TASK DETAILS
Reproduce the records that follow exactly as they are written.

[Records excerpted from a collection]
* * *

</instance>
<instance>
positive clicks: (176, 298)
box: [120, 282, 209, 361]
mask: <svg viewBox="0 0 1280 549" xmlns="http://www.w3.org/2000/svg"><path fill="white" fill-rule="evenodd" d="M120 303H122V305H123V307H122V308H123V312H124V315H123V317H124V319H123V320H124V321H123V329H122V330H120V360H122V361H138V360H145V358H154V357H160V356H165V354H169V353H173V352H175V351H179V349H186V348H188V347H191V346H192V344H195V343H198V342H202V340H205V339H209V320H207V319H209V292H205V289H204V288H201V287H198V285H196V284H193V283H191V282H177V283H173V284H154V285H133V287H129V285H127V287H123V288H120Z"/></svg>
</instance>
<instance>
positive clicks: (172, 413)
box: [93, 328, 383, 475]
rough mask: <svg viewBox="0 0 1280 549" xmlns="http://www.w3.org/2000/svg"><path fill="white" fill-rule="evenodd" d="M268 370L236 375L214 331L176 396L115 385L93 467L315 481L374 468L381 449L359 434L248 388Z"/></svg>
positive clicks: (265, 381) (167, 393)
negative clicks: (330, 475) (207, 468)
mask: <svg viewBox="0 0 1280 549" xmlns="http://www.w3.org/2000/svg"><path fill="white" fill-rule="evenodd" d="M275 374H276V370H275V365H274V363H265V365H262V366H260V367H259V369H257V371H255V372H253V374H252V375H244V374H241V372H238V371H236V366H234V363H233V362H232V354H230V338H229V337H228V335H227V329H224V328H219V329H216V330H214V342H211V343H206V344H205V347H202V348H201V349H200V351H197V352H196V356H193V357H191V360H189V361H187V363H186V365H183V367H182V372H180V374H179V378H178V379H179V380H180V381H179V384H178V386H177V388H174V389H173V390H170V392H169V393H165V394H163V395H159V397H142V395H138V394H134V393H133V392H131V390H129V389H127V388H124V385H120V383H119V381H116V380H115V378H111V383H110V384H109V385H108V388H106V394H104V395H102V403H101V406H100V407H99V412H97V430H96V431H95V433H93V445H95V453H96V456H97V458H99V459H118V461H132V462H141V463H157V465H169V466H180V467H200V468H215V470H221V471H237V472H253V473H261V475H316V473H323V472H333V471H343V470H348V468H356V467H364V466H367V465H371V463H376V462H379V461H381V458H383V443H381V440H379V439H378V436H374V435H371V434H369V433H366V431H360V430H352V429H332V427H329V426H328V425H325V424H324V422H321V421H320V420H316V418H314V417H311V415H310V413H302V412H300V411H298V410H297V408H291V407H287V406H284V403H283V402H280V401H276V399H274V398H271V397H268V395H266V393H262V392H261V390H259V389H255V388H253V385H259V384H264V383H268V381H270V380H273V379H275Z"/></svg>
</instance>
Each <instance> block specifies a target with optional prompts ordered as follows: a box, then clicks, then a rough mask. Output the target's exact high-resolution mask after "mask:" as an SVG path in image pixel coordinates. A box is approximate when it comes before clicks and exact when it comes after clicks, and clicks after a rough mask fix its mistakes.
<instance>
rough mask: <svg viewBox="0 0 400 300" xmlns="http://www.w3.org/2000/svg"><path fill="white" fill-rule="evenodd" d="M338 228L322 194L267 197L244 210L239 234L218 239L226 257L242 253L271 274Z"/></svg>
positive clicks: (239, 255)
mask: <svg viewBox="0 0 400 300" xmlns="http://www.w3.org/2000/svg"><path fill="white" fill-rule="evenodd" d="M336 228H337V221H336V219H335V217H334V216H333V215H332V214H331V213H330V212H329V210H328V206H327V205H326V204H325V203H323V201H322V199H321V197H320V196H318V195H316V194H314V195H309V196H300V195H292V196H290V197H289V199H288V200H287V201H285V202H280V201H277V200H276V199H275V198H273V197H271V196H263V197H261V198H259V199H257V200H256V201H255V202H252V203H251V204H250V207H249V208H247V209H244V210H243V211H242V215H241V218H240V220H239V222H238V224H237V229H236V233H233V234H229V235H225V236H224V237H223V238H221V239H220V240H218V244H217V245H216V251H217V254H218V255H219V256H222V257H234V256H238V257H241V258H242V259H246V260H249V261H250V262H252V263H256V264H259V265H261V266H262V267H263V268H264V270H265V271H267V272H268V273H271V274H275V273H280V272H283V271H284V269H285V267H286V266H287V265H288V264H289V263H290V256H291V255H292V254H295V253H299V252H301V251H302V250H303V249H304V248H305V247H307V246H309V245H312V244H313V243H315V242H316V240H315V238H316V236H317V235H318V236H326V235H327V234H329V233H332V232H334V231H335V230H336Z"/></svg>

* * *

THE ANSWER
</instance>
<instance>
positive clicks: (176, 298)
box: [120, 282, 209, 361]
mask: <svg viewBox="0 0 1280 549" xmlns="http://www.w3.org/2000/svg"><path fill="white" fill-rule="evenodd" d="M120 303H122V305H123V307H122V308H123V312H124V315H123V317H124V319H123V320H124V321H123V329H122V330H120V360H122V361H138V360H145V358H154V357H160V356H165V354H169V353H173V352H175V351H179V349H186V348H188V347H191V346H192V344H195V343H198V342H202V340H205V339H209V320H207V319H209V292H205V289H204V288H201V287H198V285H196V284H193V283H191V282H177V283H173V284H154V285H133V287H129V285H127V287H123V288H120Z"/></svg>
</instance>
<instance>
positive clicks: (172, 413)
box: [93, 328, 383, 475]
rough mask: <svg viewBox="0 0 1280 549" xmlns="http://www.w3.org/2000/svg"><path fill="white" fill-rule="evenodd" d="M268 370L236 375L214 331L176 396L115 385L93 467L315 481L374 468L381 449L359 434L248 388Z"/></svg>
positive clicks: (265, 381) (167, 393)
negative clicks: (330, 475) (207, 468)
mask: <svg viewBox="0 0 1280 549" xmlns="http://www.w3.org/2000/svg"><path fill="white" fill-rule="evenodd" d="M275 374H276V370H275V365H274V363H265V365H262V366H260V367H259V369H257V371H255V372H253V374H252V375H244V374H241V372H238V371H236V366H234V363H233V362H232V354H230V338H229V337H228V335H227V329H224V328H219V329H216V330H214V342H211V343H206V344H205V347H202V348H201V349H200V351H197V352H196V356H193V357H191V360H189V361H187V363H186V365H183V367H182V372H180V374H179V378H178V379H179V380H180V381H179V384H178V386H177V388H174V389H173V390H170V392H169V393H165V394H163V395H159V397H142V395H138V394H134V393H133V392H131V390H129V389H127V388H124V385H120V383H119V381H116V380H115V378H111V383H110V384H109V385H108V388H106V394H104V395H102V403H101V406H100V407H99V412H97V430H96V431H95V433H93V445H95V453H96V456H97V458H99V459H118V461H132V462H141V463H157V465H169V466H180V467H200V468H215V470H221V471H237V472H253V473H261V475H316V473H323V472H333V471H343V470H348V468H356V467H364V466H367V465H371V463H376V462H379V461H381V458H383V443H381V440H379V439H378V436H374V435H371V434H369V433H366V431H360V430H352V429H332V427H329V426H328V425H325V424H324V422H321V421H320V420H316V418H314V417H311V415H310V413H302V412H300V411H298V410H297V408H291V407H287V406H284V403H283V402H280V401H276V399H274V398H271V397H268V395H266V393H262V392H261V390H259V389H255V388H253V385H259V384H264V383H268V381H270V380H273V379H275Z"/></svg>
</instance>
Each <instance> block specifies a target with optional prompts ordered as follows: a box, then clicks, then a rough mask. Output the target's exact high-resolution mask after "mask:" as an SVG path in image pixel coordinates. A box is approximate when it comes before clicks and exact when it comes after clicks, and clicks after a rough mask fix its mistakes.
<instance>
rough mask: <svg viewBox="0 0 400 300" xmlns="http://www.w3.org/2000/svg"><path fill="white" fill-rule="evenodd" d="M338 228L322 194L267 197L244 210L239 234L218 239L226 257L242 253L271 274Z"/></svg>
positive clicks: (239, 255)
mask: <svg viewBox="0 0 400 300" xmlns="http://www.w3.org/2000/svg"><path fill="white" fill-rule="evenodd" d="M336 228H337V221H336V219H335V217H334V216H333V215H332V214H331V213H330V212H329V210H328V206H327V205H326V204H325V203H323V201H322V199H321V197H320V196H318V195H316V194H314V195H309V196H300V195H292V196H290V197H289V199H288V200H287V201H285V202H280V201H277V200H276V199H275V198H273V197H271V196H263V197H261V198H259V199H257V200H256V201H255V202H252V203H251V204H250V207H249V208H247V209H244V210H243V211H242V215H241V218H240V220H239V222H238V224H237V229H236V233H233V234H229V235H225V236H224V237H223V238H221V239H220V240H218V244H217V245H216V251H217V254H218V255H219V256H222V257H234V256H238V257H241V258H242V259H246V260H249V261H250V262H252V263H256V264H259V265H261V266H262V267H263V268H264V270H265V271H267V272H268V273H271V274H275V273H280V272H283V271H284V269H285V267H286V266H287V265H288V264H289V263H290V256H291V255H292V254H295V253H299V252H301V251H302V250H303V249H304V248H305V247H307V246H309V245H312V244H313V243H315V242H316V240H315V238H316V236H317V235H318V236H326V235H327V234H329V233H332V232H334V231H335V230H336Z"/></svg>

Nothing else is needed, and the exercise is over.